### EXERCISE PASSAGE

--------------------------------------------------

However, CTC with CAD didn’t perform as well as standard colonoscopy for smaller polyps. With polyps that were 8 millimeters, the sensitivity of CTC with CAD measured only 76.4%. Standard colonoscopy demonstrated a significantly higher sensitivity of 90.9%. Still, Summers was pleased that CTC with CAD worked so well with polyps that were 10 millimeters or larger. He described those polyps as the most worrisome because of their size.

False-positive rates for CTC with CAD were 2.1 per patient for polyps 10 millimeters and larger and 6.7 per patient for polyps 8 millimeters and larger. Those figures, the researchers point out, fell within an acceptable limit.

The researchers concluded that the sensitivity and false-positive rates of computer-aided adenomatous polyp detection in an asymptomatic screening population were in the range likely to be clinically acceptable at both 8- and 10-millimeter size thresholds and were generalizable to fresh virtual colonoscopy data.

Summers believes it’s likely that CAD will become “mainstream technology” used by all physicians who use CTC. “I was pleasantly surprised at how well we could get the CAD to work, particularly that it performed comparably to optical colonoscopy for polyps a centimeter or larger,” he says.

Comparing CAD Systems
The CAD program used in the study was developed by Summers and is owned by the NIH—and it’s worth noting an interesting sidelight to Summers’s RSNA meeting presentation. Also at RSNA 2005, Joel G. Fletcher, MD, of the Mayo Clinic in Rochester, Minn., gave a presentation about his study that compared Summers’s CAD system with another proprietary CAD system (Polyp Enhanced Viewing, the prototype of SyngoColon, developed by Siemens Medical Solutions of Malvern, Pa.). Fletcher and fellow researchers set out to determine each system’s performance in a cohort of patients undergoing CTC and endoscopy.

--------------------------------------------------

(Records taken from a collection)
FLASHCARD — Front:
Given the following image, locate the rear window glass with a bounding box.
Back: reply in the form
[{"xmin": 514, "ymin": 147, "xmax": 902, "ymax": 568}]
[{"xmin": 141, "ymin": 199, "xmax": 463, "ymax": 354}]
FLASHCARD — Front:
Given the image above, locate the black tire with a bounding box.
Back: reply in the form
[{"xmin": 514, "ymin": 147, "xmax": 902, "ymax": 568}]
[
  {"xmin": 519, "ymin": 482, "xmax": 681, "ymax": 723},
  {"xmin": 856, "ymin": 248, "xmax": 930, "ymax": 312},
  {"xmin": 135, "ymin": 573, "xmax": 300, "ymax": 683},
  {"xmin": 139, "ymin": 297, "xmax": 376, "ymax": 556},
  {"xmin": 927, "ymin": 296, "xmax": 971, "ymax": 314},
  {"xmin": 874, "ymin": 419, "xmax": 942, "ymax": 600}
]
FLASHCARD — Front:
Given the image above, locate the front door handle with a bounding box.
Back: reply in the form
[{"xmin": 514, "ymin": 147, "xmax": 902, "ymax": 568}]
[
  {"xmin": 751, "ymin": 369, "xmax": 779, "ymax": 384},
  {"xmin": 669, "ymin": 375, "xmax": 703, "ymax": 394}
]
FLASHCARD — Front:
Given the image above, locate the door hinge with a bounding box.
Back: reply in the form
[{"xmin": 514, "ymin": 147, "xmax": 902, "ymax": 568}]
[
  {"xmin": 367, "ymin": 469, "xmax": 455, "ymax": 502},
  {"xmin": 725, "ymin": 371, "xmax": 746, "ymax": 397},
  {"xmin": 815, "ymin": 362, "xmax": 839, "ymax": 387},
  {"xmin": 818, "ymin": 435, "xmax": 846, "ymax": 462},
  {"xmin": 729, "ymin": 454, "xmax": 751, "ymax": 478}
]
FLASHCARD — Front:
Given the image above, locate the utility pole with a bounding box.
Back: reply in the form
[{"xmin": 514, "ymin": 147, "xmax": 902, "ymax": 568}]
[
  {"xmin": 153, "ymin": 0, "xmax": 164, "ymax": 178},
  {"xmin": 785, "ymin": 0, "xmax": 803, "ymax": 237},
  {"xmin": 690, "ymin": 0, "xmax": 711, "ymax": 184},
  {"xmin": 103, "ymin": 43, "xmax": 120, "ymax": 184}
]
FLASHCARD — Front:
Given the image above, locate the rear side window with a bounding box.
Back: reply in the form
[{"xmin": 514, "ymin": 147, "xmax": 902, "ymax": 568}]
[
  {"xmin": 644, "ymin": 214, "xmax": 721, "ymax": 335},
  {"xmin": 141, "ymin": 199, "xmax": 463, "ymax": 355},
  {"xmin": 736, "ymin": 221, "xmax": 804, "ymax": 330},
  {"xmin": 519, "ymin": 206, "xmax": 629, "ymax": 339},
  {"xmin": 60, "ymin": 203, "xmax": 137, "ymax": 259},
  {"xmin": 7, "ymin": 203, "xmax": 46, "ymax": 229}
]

--------------------------------------------------

### WHAT YOU WILL DO
1. In the passage on CT colonography, what sensitivity did standard colonoscopy reach for 8-millimeter polyps?
2. Reproduce the passage on CT colonography between "However, CTC with" and "an acceptable limit.", inclusive, with each "millimeters" changed to "mm".
3. Go on with the passage on CT colonography from the point where it stops.
The records are separate material, apart from the passage on CT colonography.

### ANSWER SECTION
1. 90.9%

2.
However, CTC with CAD didn’t perform as well as standard colonoscopy for smaller polyps. With polyps that were 8 mm, the sensitivity of CTC with CAD measured only 76.4%. Standard colonoscopy demonstrated a significantly higher sensitivity of 90.9%. Still, Summers was pleased that CTC with CAD worked so well with polyps that were 10 mm or larger. He described those polyps as the most worrisome because of their size.

False-positive rates for CTC with CAD were 2.1 per patient for polyps 10 mm and larger and 6.7 per patient for polyps 8 mm and larger. Those figures, the researchers point out, fell within an acceptable limit.

3.
For the study, researchers constructed a library of 65 clinical CTC data sets with complete colonoscopy correlation (31 true positive and 34 false positive by prospective radiologist assessment). An unblinded radiologist not participating in the CAD analyses documented the exact location of every endoscopically verified polyp. The data sets were evaluated by two scientific teams using both CAD systems. Team members were blinded to all endoscopic results. CAD detections were compared with the previously specified reference standard.

Results revealed that Siemens’s system had a sensitivity of 73% (16 of 22) for detecting lesions greater than or equal to 1 centimeter, while the Summers’s CAD tool had a sensitivity of 95% (21 of 22) for lesions similar in size. According to the study, the Siemens CAD had 0.6 false positive detections per patient, while the NIH CAD had 4.6 false positive detections per patient. Of the six polyps greater than or equal to 1 centimeter missed by Siemens’s CAD, four were flat polyps, a morphology for which its system is not optimized.
Researchers concluded that Summers’s CAD system performed with higher sensitivity (95% vs. 73%), while Siemens’s performed with higher specificity (0.6 vs. 4.6 false positive detections/patient).

Break on Through
While it appears that CTC is still waiting in the wings as an emerging modality, CAD technology is poised to help usher it into the mainstream. In past studies, CTC has demonstrated significant potential as an efficacious screening tool for colon cancer. In addition, its “patient-friendly” elements could make it a more attractive option for a screening population that is loath to undergo optical colonoscopy.

But clinical application was inhibited by certain inherent problems—including the potential for errors on the part of readers and long reading times—that CAD appears to be effectively addressing.

Observers believe that as CAD systems evolve, the technology will carry CTC to greater acceptance in a clinical setting, for both patients and physicians. Currently, Summers can’t predict how long it will take for CAD to bring CTC into widespread usage. But after hearing him discuss the results of the NIH study, a listener can’t help but get the sense that Summers believes it will happen.

— Dan Harvey is a freelance writer based in Wilmington, Del.